§ DAFTAR TUGAS:
[A] Tentukan apakah pernyataan berikut sesuai dengan teks tentang neraca bank. Untuk tiap pernyataan, jawab ya atau tidak dan kutip persis kata-kata teks yang menentukannya: (i) NSBB diestimasi dari jumlah simpanan suatu sektor dikurangi pembiayaan yang diperolehnya dari bank; (ii) NBB terus meningkat selama satu dekade terakhir; (iii) krisis Rupiah tahun 2013 semata-mata dipicu oleh konsumsi berlebihan.
[B] Ambil dari teks tentang neraca bank seluruh bagian mulai dari "- Kelebihan simpanan" ke bawah sampai "fiskal dan moneter.", tanpa mengubah satu kata pun.

§ DOKUMEN SUMBER:
────
- Kelebihan simpanan dari masa pandemi bantu dorong pemulihan konsumsi setahun terakhir, sejalan dengan penurunan tingkat tabungan masyarakat.
- Laporan ini memperkenalkan visualisasi “quick flow of funds” (Q-FoF), yang akan sering kami gunakan ke depannya untuk membahas data perbankan dan mengaitkannya dengan kondisi makro di berbagai domain – perdagangan, investasi, serta kebijakan fiskal dan moneter.
- Kami mengestimasi neraca bank sektoral (NSBB) dari jumlah simpanan suatu sektor dikurangi pembiayaan yang diperoleh dari bank lewat kredit ataupun obligasi. Neraca bank agregat (NBB) adalah total dari NSBB untuk semua sektor domestik.
- NBB mengalami penurunan berulang selama satu dekade terakhir, diselingi beberapa periode yang lebih stabil. Penurunan ini berasosiasi kuat dengan pelemahan Rupiah dan defisit neraca transaksi berjalan, dan jadi indikasi bahwa Indonesia tumbuh lebih cepat dari kapasitasnya.
- Showcase Q-FoF kami untuk kurun waktu 2011-19 menghasilkan beberapa insight yang tidak selalu sejalan dengan narasi umum tentang periode tersebut:
- Krisis Rupiah (“taper tantrum”) tahun 2013 bukan semata dipicu oleh konsumsi berlebihan, tapi juga oleh ekspansi sektor bisnis yang terlampau agresif di sektor konsumen, di saat daya beli mulai melemah seiring penurunan harga komoditas.
────
§ DATA TERSIMPAN:

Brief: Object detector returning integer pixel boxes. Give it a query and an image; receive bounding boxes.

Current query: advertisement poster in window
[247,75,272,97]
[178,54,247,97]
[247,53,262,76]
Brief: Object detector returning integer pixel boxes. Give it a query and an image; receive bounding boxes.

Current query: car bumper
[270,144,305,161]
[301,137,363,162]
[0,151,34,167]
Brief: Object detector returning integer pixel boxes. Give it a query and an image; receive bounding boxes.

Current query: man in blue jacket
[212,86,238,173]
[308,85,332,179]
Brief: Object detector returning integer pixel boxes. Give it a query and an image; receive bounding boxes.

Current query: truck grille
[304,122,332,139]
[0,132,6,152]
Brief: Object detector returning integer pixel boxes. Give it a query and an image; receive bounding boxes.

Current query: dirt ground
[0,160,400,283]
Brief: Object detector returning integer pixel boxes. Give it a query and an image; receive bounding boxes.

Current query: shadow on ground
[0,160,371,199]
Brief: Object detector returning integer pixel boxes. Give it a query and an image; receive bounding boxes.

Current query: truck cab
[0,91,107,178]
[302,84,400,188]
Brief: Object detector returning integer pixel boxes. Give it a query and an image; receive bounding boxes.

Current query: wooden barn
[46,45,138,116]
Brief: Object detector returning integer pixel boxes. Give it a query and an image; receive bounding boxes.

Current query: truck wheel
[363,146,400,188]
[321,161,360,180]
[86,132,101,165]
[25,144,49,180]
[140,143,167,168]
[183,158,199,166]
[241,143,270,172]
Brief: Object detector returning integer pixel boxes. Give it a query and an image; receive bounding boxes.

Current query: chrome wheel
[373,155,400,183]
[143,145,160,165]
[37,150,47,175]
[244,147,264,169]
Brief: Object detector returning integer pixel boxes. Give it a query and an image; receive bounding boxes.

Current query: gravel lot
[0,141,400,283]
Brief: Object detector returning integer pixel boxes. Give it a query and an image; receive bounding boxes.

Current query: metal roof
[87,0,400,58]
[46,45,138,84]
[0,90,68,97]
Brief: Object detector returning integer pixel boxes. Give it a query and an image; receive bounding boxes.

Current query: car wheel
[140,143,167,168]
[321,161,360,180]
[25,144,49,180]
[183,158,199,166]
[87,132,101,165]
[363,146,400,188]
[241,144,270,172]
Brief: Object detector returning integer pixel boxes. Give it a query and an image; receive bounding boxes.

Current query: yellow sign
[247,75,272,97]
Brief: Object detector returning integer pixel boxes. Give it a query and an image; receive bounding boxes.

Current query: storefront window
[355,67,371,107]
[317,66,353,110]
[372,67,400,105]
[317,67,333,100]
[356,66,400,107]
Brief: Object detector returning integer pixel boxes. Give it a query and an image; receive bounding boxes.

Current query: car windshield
────
§ JAWABAN LATIHAN:
[A]
(i) Ya: "Kami mengestimasi neraca bank sektoral (NSBB) dari jumlah simpanan suatu sektor dikurangi pembiayaan yang diperoleh dari bank lewat kredit ataupun obligasi."
(ii) Tidak: "NBB mengalami penurunan berulang selama satu dekade terakhir"
(iii) Tidak: "bukan semata dipicu oleh konsumsi berlebihan"

[B]
- Kelebihan simpanan dari masa pandemi bantu dorong pemulihan konsumsi setahun terakhir, sejalan dengan penurunan tingkat tabungan masyarakat.
- Laporan ini memperkenalkan visualisasi “quick flow of funds” (Q-FoF), yang akan sering kami gunakan ke depannya untuk membahas data perbankan dan mengaitkannya dengan kondisi makro di berbagai domain – perdagangan, investasi, serta kebijakan fiskal dan moneter.